### Quoted text
Introduction

A design and information of the HGCal can be found in https://twiki.cern.ch/twiki/bin/viewauth/CMS/PFForwardCalorimeterStudies

Prerequisite

Setup CMSSW in SL6 machines:

source /uscmst1/prod/sw/cms/cshrc cvmfs

scram --arch slc6_amd64_gcc481 list CMSSW | grep CMSSW_7_1

scram --arch slc6_amd64_gcc481 project CMSSW_7_1_0_pre8

cd CMSSW_7_1_0_pre8/src/

cmsenv

scram b

Repositories:

CERN

We are using the repository for HGCal Geant4 standalone simulations located at https://github.com/pfs/PFCal/tree/master/PFCalEE/analysis, this can be obtained by doing:

git init

git remote add origin https://github.com/pfs/PFCal/tree/master/PFCalEE

git clone -b BASELINE-TP https://github.com/pfs/PFCal

cd PFCal/PFCalEE/

To set up the environment and compile (SL6 machines), go to the PFCalEE directory and run:

cd PFCal/PFCalEE

source g4env.sh

cd userlib

mkdir lib

mkdir obj

mkdir bin

make -j 5

cd ../

make -j 5

FNAL

In the cmslpc (SL6) is possible that the setting up of the environment doesn't work, it is required to connect to a SL6 note

ssh cmslpc41.fnal.gov

After this, copy the repository to your working area

cd workdir
git init
git remote add origin https://github.com/pfs/PFCal/tree/master/PFCalEE
git clone https://github.com/pfs/PFCal
cd PFCal/PFCalEE/

Updated to the desired git tag version

git tag
git fetch --all
git checkout (-f) Version

Setup the environment (bash)

cp /uscms/home/yumiceva/work/HGCal/PFCal/PFCalEE/g4env_fnal.sh .
bash
source g4env_fnal.sh

Setup the environment (csh)

cp /uscms/home/yumiceva/work/HGCal/PFCal/PFCalEE/g4env_fnal.csh .
rehash
source g4env_fnal.csh

Compile the files

mkdir -p userlib/{lib,obj,bin} && cd userlib && make dictionary && make -j 5 && cd - && make -j 5

Generation of events

The code submitProd.py is created to submit jobs in parallel to the batch system (using LSF), to run do:

python submitProd.py -options

In case of options conflicts it can be used also:

./submitProd.py -options

The options for the code are:

• -n : Number of events to generate (default 1000)
• -g : Use particle gun
• -d : Data or type of particle to shoot (default e-)
• -s : Short batch queue (default 1nd)
• -l : Long batch queue (default 2nw)
• -t : Git tag use it
• -r : Run stats
• -m : Detector model
• -v : Detector version
• -e : eos Path to save root file
• -o : Output directory
• -a : Incidence angle in radians (default 0)
• -b : Magnetic field in Tesla (default 0)
• -f : Path to the HepMC input file
• -S : Not submit batch job

Particle Gun

To run this example modify the submitProd.py file to set energy loops and run:

for i in seq 0 5; do python submitProd.py -s 1nd -q 2nd -t V00-00-00 -g -r ${i} -v 3 -m 0 -e /store/cmst3/group/hgcal/Geant4 -o ~/work/ntuples -d e- -n 2500; done

This example is running 2500 events of a particle gun shooting electrons to the detector model.

### Material shown
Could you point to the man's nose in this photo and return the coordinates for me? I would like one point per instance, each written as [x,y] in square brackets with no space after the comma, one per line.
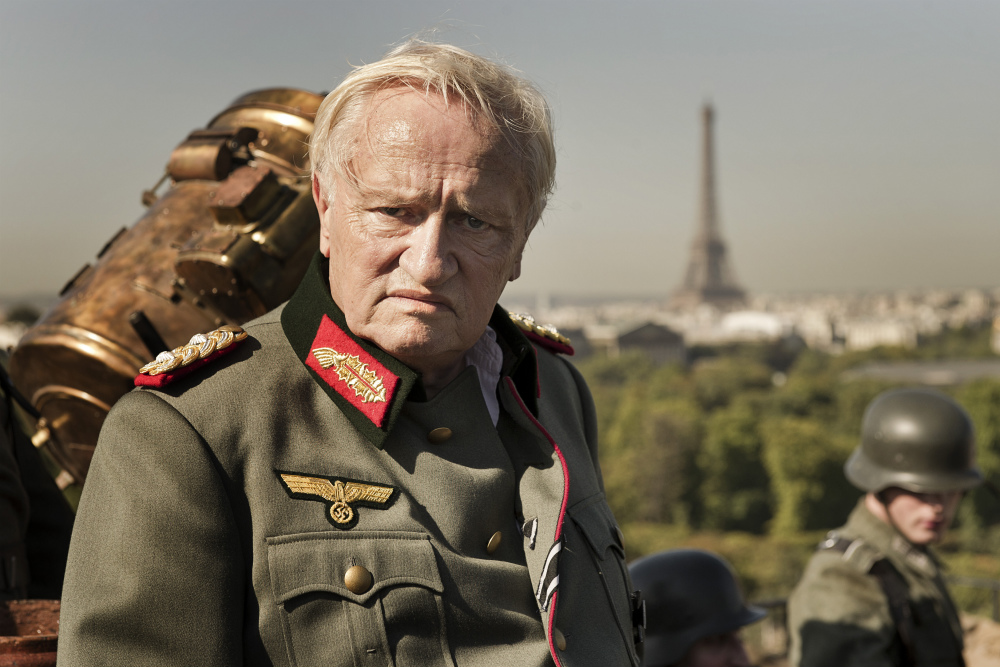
[428,257]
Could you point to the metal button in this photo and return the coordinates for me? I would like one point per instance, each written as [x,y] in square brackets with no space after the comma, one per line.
[439,435]
[358,580]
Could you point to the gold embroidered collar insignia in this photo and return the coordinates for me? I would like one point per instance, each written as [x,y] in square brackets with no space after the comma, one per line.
[367,385]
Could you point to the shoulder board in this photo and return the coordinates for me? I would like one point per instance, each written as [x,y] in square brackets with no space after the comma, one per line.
[857,552]
[544,335]
[180,361]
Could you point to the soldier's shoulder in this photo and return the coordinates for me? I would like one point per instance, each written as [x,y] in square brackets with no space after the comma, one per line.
[837,578]
[220,355]
[544,336]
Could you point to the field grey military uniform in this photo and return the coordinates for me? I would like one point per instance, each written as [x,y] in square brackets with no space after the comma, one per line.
[840,615]
[298,502]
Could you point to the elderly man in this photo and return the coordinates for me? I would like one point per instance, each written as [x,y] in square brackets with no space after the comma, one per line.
[874,594]
[388,469]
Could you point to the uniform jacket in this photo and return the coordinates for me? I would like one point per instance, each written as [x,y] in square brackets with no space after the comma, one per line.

### Job
In the HGCal simulation setup guide, what is the default short batch queue for submitProd.py?

### Worked solution
1nd